(Dataset records)
***
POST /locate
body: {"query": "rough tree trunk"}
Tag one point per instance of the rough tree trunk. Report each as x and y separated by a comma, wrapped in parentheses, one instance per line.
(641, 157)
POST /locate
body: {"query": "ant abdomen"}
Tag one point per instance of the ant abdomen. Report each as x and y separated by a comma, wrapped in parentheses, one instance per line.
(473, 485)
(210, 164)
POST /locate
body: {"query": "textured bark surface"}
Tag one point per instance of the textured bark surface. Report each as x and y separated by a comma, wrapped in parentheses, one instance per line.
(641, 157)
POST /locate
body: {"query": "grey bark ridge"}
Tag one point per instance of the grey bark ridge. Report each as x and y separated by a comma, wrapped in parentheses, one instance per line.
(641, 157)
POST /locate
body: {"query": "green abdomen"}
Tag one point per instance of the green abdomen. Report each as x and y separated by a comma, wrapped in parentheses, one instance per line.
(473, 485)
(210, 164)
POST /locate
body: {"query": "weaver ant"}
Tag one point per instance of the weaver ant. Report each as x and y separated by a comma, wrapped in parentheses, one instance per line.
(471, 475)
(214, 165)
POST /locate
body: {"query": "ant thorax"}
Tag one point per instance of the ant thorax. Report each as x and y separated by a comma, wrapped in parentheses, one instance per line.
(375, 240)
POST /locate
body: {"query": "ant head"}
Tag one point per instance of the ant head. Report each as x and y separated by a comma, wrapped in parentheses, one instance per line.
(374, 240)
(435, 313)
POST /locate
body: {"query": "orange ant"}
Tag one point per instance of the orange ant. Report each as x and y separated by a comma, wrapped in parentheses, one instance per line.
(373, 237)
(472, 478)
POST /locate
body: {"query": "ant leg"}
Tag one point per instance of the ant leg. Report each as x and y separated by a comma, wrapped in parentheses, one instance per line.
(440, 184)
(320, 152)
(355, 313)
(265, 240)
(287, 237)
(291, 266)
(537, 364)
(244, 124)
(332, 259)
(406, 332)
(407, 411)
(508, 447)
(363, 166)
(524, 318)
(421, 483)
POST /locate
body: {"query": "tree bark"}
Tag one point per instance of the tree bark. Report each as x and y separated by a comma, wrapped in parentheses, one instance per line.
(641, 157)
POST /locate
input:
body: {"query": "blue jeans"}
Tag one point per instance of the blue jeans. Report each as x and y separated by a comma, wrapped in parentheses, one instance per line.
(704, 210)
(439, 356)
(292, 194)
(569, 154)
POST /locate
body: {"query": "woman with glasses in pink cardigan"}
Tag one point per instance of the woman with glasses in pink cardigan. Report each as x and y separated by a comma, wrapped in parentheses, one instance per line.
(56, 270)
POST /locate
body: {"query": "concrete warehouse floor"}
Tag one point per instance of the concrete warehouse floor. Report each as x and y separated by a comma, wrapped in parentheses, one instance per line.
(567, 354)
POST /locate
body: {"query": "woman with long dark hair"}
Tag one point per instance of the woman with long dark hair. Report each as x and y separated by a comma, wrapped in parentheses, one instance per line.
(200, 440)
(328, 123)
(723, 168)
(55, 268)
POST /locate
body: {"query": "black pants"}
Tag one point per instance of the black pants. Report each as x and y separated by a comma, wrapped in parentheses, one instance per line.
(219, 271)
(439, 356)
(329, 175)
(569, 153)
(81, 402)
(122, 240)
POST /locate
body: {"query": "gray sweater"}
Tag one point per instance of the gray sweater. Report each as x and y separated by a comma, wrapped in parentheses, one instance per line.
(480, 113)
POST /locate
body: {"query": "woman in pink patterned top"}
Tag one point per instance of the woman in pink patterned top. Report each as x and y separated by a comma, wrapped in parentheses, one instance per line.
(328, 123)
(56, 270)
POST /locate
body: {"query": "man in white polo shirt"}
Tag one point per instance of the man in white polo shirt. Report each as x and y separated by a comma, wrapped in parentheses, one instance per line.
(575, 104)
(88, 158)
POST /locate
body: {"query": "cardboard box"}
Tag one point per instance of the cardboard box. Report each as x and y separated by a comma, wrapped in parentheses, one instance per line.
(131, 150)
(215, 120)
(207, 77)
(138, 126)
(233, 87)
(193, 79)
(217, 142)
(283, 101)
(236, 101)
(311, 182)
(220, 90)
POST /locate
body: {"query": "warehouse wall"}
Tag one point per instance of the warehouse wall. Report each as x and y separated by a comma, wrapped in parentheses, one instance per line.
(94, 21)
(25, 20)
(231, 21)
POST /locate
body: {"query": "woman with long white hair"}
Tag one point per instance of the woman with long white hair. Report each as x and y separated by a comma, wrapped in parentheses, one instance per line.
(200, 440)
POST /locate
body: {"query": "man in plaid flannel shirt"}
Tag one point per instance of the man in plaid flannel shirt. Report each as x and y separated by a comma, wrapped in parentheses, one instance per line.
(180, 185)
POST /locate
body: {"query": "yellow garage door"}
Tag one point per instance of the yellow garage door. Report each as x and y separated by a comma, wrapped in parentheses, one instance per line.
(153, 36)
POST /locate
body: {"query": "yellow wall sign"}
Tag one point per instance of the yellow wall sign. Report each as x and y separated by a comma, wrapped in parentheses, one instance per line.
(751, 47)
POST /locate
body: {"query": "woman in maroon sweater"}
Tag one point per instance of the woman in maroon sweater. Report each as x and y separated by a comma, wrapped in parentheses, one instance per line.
***
Count the lines of the data that hold the string "maroon". The answer should be that number alone.

2